-- 提示テキスト --
********************

ジェニファー・ロペス演じるキャサリンは、ある先進医療施設で働く小児精神科医。その施設には人間の意識に侵入できる装置が開発されていた。エドワードという少年が昏睡状態になっている。その少年を救うため、キャサリンは彼の意識世界に入り込んで説得を試みていた。

 

だけどエドワードはなかなか心を開こうとしない。彼の意識世界なので、主導権はエドワードにある。キャサリンとしては、危険だとわかっていても、逆にエドワードに彼女の意識に侵入させるしかないと考えていた。そうすればキャサリンが主導権をとって治療できるから。

 

そんなとき、恐ろしい連続殺人事件が発生していた。若い女性ばかりを狙った犯罪で、ほとんどの女性が溺死で発見されている。FBIのピーターは優秀な捜査官で、ようやく犯人を見つけ出す。だけど犯人のカールを見つけたとき、すでに昏睡状態だった。

********************

-- 入力データ --

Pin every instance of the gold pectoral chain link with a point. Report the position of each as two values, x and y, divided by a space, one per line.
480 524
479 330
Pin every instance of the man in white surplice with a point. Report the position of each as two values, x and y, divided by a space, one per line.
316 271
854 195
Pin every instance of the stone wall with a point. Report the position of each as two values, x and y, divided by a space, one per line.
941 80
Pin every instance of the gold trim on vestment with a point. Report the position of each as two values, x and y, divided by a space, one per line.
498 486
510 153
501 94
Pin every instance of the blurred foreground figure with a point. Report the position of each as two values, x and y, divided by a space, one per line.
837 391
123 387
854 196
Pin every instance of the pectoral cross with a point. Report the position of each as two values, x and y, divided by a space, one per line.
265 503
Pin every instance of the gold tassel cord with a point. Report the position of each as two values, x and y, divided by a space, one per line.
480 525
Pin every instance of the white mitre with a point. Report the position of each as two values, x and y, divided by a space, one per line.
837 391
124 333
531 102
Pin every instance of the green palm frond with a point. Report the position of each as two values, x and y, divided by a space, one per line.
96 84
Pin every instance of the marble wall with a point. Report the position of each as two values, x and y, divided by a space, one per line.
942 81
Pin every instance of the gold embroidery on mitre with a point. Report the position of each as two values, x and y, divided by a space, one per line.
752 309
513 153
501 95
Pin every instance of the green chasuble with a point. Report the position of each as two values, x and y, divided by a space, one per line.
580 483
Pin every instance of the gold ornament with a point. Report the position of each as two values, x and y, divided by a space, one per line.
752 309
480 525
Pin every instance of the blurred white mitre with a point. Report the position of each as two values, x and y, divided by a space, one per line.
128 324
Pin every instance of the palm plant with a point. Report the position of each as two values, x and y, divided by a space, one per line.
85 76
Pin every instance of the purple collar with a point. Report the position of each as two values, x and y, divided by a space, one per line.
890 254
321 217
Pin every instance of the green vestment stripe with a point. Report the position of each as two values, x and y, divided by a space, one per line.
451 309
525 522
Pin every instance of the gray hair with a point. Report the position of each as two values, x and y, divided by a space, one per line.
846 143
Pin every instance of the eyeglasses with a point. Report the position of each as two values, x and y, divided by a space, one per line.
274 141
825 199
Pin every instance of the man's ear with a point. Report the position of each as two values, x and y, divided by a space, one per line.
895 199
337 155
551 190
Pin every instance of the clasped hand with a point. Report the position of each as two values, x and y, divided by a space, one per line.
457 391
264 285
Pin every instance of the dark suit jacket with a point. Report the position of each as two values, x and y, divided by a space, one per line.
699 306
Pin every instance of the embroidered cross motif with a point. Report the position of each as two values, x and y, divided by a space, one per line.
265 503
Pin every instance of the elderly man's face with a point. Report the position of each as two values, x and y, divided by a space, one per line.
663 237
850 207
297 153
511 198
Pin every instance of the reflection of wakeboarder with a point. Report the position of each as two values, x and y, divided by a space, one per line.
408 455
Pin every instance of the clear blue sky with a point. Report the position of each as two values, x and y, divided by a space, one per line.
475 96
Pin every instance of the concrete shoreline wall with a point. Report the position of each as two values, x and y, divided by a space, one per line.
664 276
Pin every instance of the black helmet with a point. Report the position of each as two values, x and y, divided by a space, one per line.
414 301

********************

-- 次の課題 --
• A. 提示テキストの一文「彼の意識世界なので、主導権はエドワードにある。」を英語に訳してください。
• B. 次の記述(i)〜(iii)がそれぞれ提示テキストの内容と一致するかを「はい」か「いいえ」で答え、判断の根拠となる語句を原文のまま引用してください。
(i) キャサリンは小児精神科医である。
(ii) 連続殺人事件の被害女性の多くは絞殺された状態で発見された。
(iii) ピーターが犯人のカールを見つけたとき、カールには意識があった。
• C. 提示テキストについて、次の問いに答えてください。
(i) キャサリンを演じているのは誰か。
(ii) キャサリンが治療の主導権をとるためにしかないと考えた方法は何か。
(iii) ピーターはどこの捜査官か。
データの行は課題に使いません。

-- 解答 --
• A. Because it is his world of consciousness, Edward is the one in control.

• B.
(i) はい:「ある先進医療施設で働く小児精神科医」
(ii) いいえ:「ほとんどの女性が溺死で発見されている」
(iii) いいえ:「すでに昏睡状態だった」

• C.
(i) ジェニファー・ロペス
(ii) 逆にエドワードに彼女の意識に侵入させること
(iii) FBI